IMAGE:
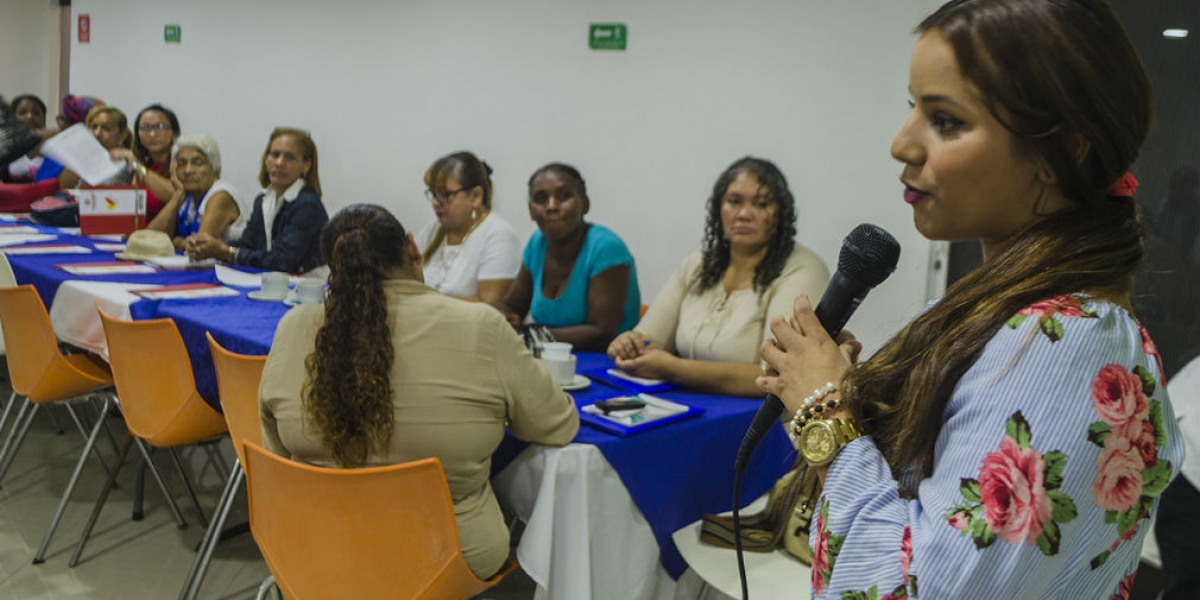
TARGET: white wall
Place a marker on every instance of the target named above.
(387, 87)
(29, 51)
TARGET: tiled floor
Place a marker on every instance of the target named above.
(124, 559)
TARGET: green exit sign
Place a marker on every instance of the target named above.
(607, 36)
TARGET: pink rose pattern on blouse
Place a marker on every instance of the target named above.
(1015, 497)
(1067, 306)
(1126, 587)
(900, 593)
(1149, 346)
(825, 549)
(1129, 431)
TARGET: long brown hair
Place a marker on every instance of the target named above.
(469, 172)
(1083, 108)
(348, 394)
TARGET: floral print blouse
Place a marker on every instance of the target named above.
(1055, 448)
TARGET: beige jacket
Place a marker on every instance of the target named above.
(460, 376)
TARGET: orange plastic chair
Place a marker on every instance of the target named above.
(377, 532)
(42, 375)
(238, 376)
(159, 399)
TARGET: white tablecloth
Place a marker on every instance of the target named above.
(586, 540)
(75, 317)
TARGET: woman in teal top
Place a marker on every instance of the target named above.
(576, 277)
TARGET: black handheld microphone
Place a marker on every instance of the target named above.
(869, 255)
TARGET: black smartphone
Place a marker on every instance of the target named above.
(616, 405)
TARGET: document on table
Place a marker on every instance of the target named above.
(47, 250)
(78, 150)
(181, 262)
(120, 268)
(185, 291)
(17, 239)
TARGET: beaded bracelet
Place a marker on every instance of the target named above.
(814, 406)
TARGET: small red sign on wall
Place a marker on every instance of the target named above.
(84, 28)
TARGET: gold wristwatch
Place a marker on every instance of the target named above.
(822, 439)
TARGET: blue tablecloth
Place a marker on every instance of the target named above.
(41, 270)
(679, 471)
(673, 473)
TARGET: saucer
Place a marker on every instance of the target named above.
(262, 298)
(579, 383)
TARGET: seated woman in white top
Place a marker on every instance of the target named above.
(469, 252)
(203, 203)
(707, 324)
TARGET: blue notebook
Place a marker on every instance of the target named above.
(657, 413)
(628, 383)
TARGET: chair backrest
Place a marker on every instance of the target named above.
(155, 382)
(35, 366)
(238, 377)
(378, 532)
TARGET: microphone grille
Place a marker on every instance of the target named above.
(869, 255)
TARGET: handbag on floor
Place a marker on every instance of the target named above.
(784, 522)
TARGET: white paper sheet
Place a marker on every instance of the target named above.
(78, 150)
(238, 279)
(17, 239)
(47, 250)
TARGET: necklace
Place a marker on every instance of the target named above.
(445, 261)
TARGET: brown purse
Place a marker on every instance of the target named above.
(785, 521)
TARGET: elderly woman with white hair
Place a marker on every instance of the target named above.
(204, 203)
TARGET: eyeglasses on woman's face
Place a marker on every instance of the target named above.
(154, 127)
(442, 197)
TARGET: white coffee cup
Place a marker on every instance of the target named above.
(562, 370)
(275, 285)
(557, 351)
(311, 291)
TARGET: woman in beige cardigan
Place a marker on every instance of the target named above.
(391, 371)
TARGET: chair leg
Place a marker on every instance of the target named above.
(139, 491)
(100, 504)
(103, 417)
(204, 553)
(263, 588)
(162, 484)
(7, 409)
(19, 429)
(187, 485)
(40, 557)
(83, 431)
(16, 425)
(54, 420)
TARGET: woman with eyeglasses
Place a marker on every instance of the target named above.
(469, 252)
(283, 233)
(707, 324)
(576, 279)
(155, 131)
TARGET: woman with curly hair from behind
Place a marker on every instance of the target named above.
(706, 325)
(391, 371)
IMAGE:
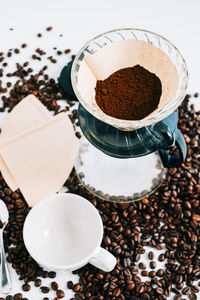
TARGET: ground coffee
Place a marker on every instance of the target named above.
(129, 94)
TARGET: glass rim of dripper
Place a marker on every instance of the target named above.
(122, 124)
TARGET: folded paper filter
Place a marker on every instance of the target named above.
(37, 150)
(123, 54)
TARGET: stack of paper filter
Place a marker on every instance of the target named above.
(37, 150)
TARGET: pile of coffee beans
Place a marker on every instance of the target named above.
(168, 220)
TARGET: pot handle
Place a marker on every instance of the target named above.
(171, 161)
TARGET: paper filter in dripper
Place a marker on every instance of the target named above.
(122, 54)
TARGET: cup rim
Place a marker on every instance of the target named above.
(55, 266)
(120, 123)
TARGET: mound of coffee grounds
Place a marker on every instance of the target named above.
(129, 94)
(168, 220)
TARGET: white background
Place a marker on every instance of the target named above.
(79, 21)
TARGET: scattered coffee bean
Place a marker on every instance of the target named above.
(195, 289)
(60, 294)
(26, 287)
(38, 282)
(160, 273)
(54, 286)
(76, 287)
(145, 273)
(18, 296)
(161, 257)
(52, 274)
(192, 296)
(151, 255)
(177, 297)
(152, 264)
(142, 266)
(152, 274)
(70, 285)
(44, 289)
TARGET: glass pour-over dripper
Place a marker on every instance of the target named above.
(122, 160)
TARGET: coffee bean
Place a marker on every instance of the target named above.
(159, 290)
(142, 266)
(76, 287)
(54, 286)
(45, 274)
(38, 282)
(152, 264)
(130, 285)
(177, 297)
(70, 285)
(151, 255)
(60, 294)
(44, 289)
(18, 296)
(26, 287)
(186, 291)
(52, 274)
(161, 257)
(152, 274)
(192, 296)
(195, 289)
(145, 273)
(160, 273)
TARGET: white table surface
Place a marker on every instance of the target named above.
(79, 21)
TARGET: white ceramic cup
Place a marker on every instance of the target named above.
(64, 232)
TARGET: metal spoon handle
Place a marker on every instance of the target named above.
(5, 274)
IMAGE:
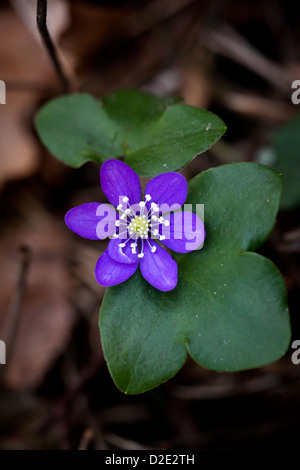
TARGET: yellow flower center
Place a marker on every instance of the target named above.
(140, 226)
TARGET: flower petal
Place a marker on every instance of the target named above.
(159, 268)
(118, 179)
(109, 272)
(92, 220)
(122, 255)
(167, 188)
(185, 232)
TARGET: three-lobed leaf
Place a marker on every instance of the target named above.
(229, 309)
(155, 135)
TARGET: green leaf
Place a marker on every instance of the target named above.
(154, 134)
(286, 144)
(229, 309)
(284, 155)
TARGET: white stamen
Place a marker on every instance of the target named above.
(154, 207)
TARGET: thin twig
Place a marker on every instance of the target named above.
(41, 19)
(11, 328)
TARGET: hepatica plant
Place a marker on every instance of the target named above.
(138, 225)
(223, 304)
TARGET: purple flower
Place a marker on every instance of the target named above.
(136, 226)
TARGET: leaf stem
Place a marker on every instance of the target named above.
(41, 19)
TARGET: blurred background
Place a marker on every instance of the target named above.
(235, 58)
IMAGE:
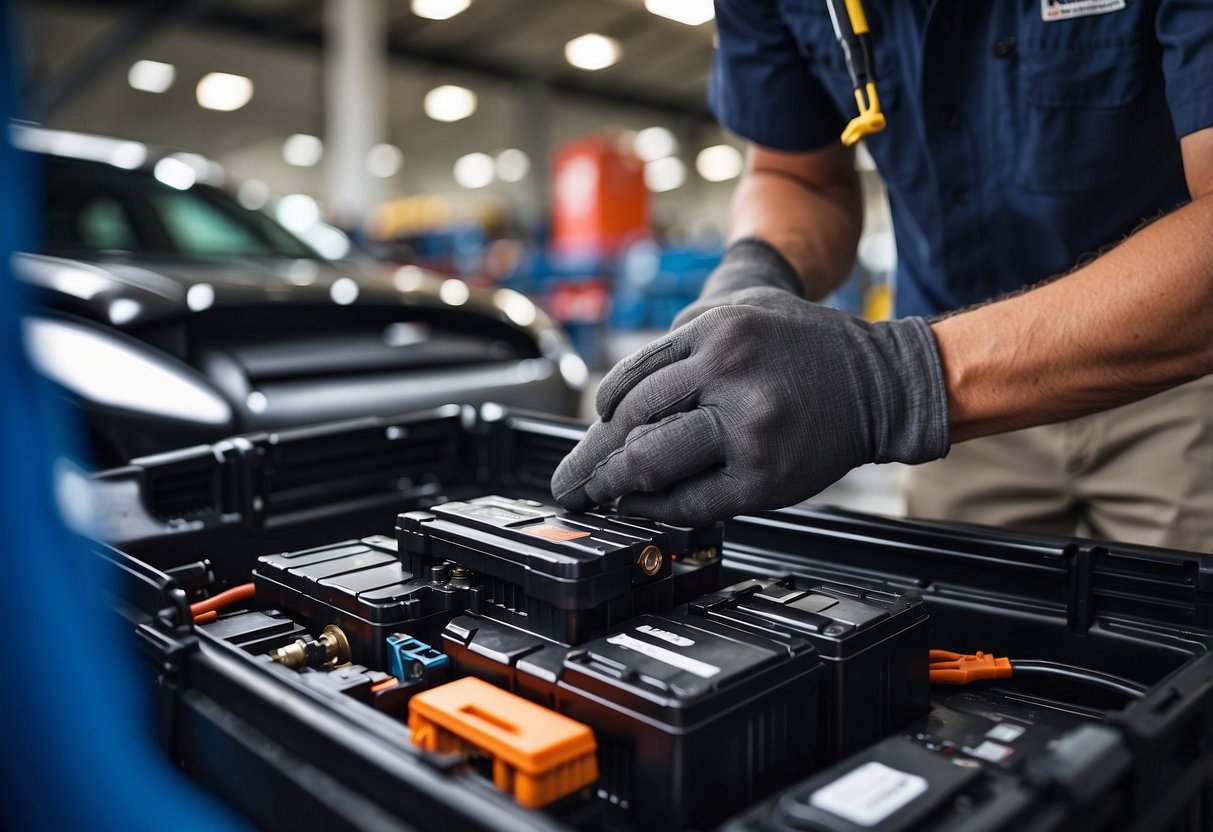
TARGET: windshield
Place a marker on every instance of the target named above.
(97, 208)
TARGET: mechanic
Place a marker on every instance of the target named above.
(1023, 138)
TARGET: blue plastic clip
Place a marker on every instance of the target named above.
(410, 660)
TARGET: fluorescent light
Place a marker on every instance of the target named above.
(343, 291)
(718, 163)
(302, 150)
(592, 51)
(330, 243)
(297, 212)
(252, 194)
(449, 103)
(151, 75)
(653, 143)
(454, 291)
(692, 12)
(383, 160)
(175, 174)
(476, 170)
(516, 306)
(665, 174)
(129, 155)
(512, 165)
(223, 91)
(200, 297)
(439, 10)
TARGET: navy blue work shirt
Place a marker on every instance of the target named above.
(1014, 146)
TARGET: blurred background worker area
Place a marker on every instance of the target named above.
(280, 212)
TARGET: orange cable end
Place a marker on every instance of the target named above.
(386, 684)
(958, 668)
(233, 596)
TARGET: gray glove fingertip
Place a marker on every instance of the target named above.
(641, 364)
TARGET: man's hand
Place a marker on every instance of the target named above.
(759, 402)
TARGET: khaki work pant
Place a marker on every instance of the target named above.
(1142, 473)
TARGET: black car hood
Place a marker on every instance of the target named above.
(129, 292)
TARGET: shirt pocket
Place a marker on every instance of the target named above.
(1076, 110)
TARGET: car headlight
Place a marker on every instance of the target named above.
(120, 372)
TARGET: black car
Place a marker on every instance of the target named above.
(175, 315)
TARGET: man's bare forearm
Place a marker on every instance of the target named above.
(1134, 322)
(806, 205)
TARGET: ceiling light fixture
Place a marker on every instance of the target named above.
(665, 174)
(476, 170)
(592, 52)
(449, 103)
(718, 163)
(512, 165)
(223, 91)
(302, 150)
(175, 172)
(151, 75)
(383, 161)
(653, 143)
(297, 212)
(692, 12)
(439, 10)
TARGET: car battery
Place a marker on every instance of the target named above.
(872, 643)
(258, 632)
(695, 552)
(961, 770)
(682, 707)
(567, 576)
(362, 587)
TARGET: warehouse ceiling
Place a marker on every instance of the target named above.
(664, 63)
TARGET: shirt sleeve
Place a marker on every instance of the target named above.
(1185, 34)
(761, 85)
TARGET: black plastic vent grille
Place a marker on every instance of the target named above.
(535, 457)
(328, 469)
(184, 491)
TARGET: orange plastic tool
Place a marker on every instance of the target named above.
(537, 754)
(958, 668)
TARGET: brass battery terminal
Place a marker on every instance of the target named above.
(649, 560)
(330, 650)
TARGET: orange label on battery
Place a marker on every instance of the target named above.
(556, 533)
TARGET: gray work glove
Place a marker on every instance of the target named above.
(749, 263)
(761, 400)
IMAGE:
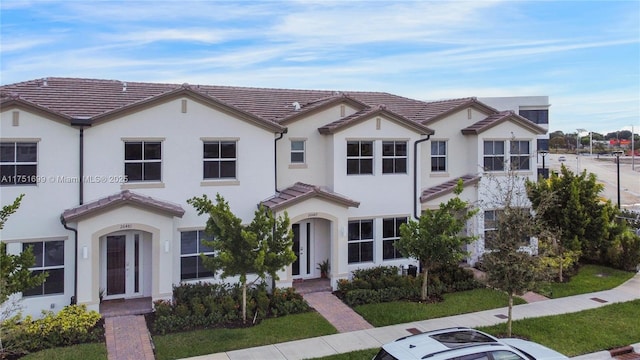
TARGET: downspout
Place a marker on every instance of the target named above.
(74, 298)
(81, 168)
(275, 157)
(81, 123)
(415, 176)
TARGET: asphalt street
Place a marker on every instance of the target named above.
(606, 171)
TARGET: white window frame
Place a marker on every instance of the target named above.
(143, 160)
(361, 158)
(44, 267)
(200, 235)
(397, 221)
(395, 158)
(219, 160)
(438, 155)
(518, 158)
(302, 151)
(360, 241)
(15, 178)
(496, 158)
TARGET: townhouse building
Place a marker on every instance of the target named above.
(107, 167)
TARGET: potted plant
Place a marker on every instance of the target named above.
(324, 268)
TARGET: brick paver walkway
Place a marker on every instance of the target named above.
(336, 312)
(128, 338)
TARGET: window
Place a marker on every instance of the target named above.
(297, 151)
(438, 156)
(359, 157)
(494, 155)
(360, 241)
(49, 257)
(191, 247)
(394, 157)
(220, 159)
(390, 235)
(490, 228)
(542, 144)
(520, 155)
(18, 163)
(536, 116)
(143, 160)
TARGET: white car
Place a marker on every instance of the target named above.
(463, 344)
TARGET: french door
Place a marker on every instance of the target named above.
(302, 267)
(122, 265)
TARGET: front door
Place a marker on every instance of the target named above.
(122, 265)
(302, 267)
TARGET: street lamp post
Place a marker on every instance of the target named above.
(617, 154)
(543, 153)
(578, 132)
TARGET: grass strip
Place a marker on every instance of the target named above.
(463, 302)
(590, 278)
(91, 351)
(269, 331)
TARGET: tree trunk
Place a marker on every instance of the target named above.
(561, 265)
(509, 315)
(425, 279)
(244, 302)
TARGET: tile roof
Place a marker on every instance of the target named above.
(300, 192)
(498, 118)
(447, 187)
(369, 113)
(125, 197)
(74, 98)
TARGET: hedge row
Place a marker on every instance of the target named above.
(204, 305)
(72, 325)
(385, 284)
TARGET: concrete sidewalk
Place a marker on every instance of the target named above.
(372, 338)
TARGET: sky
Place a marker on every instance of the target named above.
(584, 55)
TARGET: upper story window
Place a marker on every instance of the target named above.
(520, 155)
(359, 157)
(18, 163)
(360, 241)
(143, 160)
(49, 256)
(536, 116)
(394, 157)
(438, 156)
(298, 148)
(220, 159)
(494, 155)
(390, 235)
(191, 247)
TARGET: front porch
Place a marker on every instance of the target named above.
(122, 307)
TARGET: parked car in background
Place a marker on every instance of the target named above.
(464, 344)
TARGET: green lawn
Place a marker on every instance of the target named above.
(270, 331)
(590, 278)
(571, 334)
(399, 312)
(583, 332)
(93, 351)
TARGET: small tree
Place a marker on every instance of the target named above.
(436, 239)
(509, 266)
(262, 247)
(276, 242)
(15, 275)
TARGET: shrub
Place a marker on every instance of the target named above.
(72, 325)
(203, 305)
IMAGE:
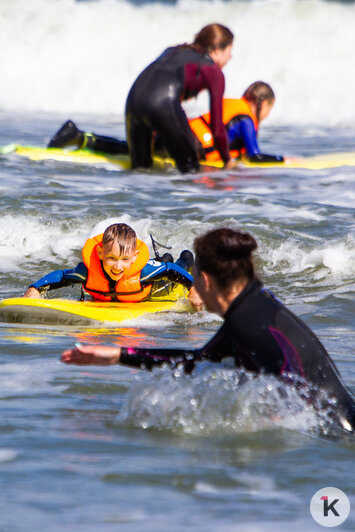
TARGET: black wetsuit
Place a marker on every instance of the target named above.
(261, 335)
(154, 104)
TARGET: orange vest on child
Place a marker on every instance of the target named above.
(230, 109)
(128, 288)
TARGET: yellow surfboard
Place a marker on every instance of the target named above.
(70, 312)
(35, 153)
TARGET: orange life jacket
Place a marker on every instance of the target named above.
(230, 109)
(128, 288)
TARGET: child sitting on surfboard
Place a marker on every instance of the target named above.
(241, 118)
(116, 267)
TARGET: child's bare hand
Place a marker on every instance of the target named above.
(195, 299)
(96, 355)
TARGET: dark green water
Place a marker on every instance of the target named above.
(115, 449)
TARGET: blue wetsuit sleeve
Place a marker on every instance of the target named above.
(156, 271)
(244, 130)
(60, 278)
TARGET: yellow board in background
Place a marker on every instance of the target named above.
(69, 312)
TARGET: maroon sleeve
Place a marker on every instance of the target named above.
(214, 80)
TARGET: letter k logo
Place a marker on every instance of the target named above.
(327, 507)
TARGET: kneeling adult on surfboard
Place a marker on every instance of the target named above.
(259, 332)
(154, 101)
(241, 118)
(116, 267)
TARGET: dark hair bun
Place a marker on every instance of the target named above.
(235, 245)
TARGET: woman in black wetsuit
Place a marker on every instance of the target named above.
(259, 333)
(154, 101)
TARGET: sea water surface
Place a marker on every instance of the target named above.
(91, 448)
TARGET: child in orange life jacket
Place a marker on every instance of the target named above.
(241, 118)
(116, 267)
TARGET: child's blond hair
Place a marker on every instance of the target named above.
(123, 235)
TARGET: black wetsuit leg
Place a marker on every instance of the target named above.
(153, 104)
(106, 144)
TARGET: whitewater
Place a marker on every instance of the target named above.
(75, 57)
(114, 449)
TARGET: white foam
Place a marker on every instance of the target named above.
(82, 57)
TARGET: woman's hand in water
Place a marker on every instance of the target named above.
(96, 355)
(195, 299)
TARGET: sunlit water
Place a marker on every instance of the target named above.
(107, 449)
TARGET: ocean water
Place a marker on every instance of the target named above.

● ● ● ● ●

SHORT PROBLEM »
Copy out exactly the lines running from the line with "TARGET: child sitting on surfboard" to the end of the records, inclusive.

RESPONSE TO THE EXERCISE »
TARGET: child sitting on surfboard
Place a marker on every instance of the target named above.
(241, 118)
(116, 267)
TARGET: child's bare hand
Place a marker on every instance of the target named above.
(195, 299)
(96, 355)
TARGET: dark green water
Place a marker on every instance of the target named above.
(115, 449)
TARGET: blue wetsuit sleeve
Place a marker on every instance of the target named above.
(156, 271)
(244, 130)
(60, 278)
TARGET: yellow board in background
Place a marker on every instance of the target named above.
(69, 312)
TARGET: maroon sleeve
Place a marker on every instance of the target named above.
(214, 80)
TARGET: letter k logo
Place a marker on every instance of the target named above.
(327, 507)
TARGET: kneeling adult on surfboard
Place a marker on every instance of the target named above.
(259, 332)
(154, 101)
(241, 118)
(116, 267)
TARGET: dark hair bun
Place a marker on every instance of the target named above.
(235, 245)
TARGET: woman in black wetsuit
Place a marker on every instance of the target named above.
(259, 333)
(154, 101)
TARGET: sea water surface
Place a marker on every instance of the target named above.
(91, 448)
TARGET: child in orange life jacket
Place a marker on every instance of the target named above.
(241, 118)
(116, 267)
TARGET: child's blond hair
Place a marker on every instance of the target named above.
(123, 235)
TARGET: black wetsuit leg
Place a marker on every instance of the target named above.
(153, 104)
(106, 144)
TARGET: whitewater
Place a marker on every instance of the target named above.
(75, 57)
(114, 449)
TARGET: white foam
Place a marker on every instance of the target named above.
(82, 57)
TARGET: woman's hand in water
Place a marker on every instance of the target named above.
(96, 355)
(195, 299)
TARGET: sunlit water
Place a marker on every instance of the target named above.
(107, 449)
TARGET: ocean water
Place a marker on every instance of the target named above.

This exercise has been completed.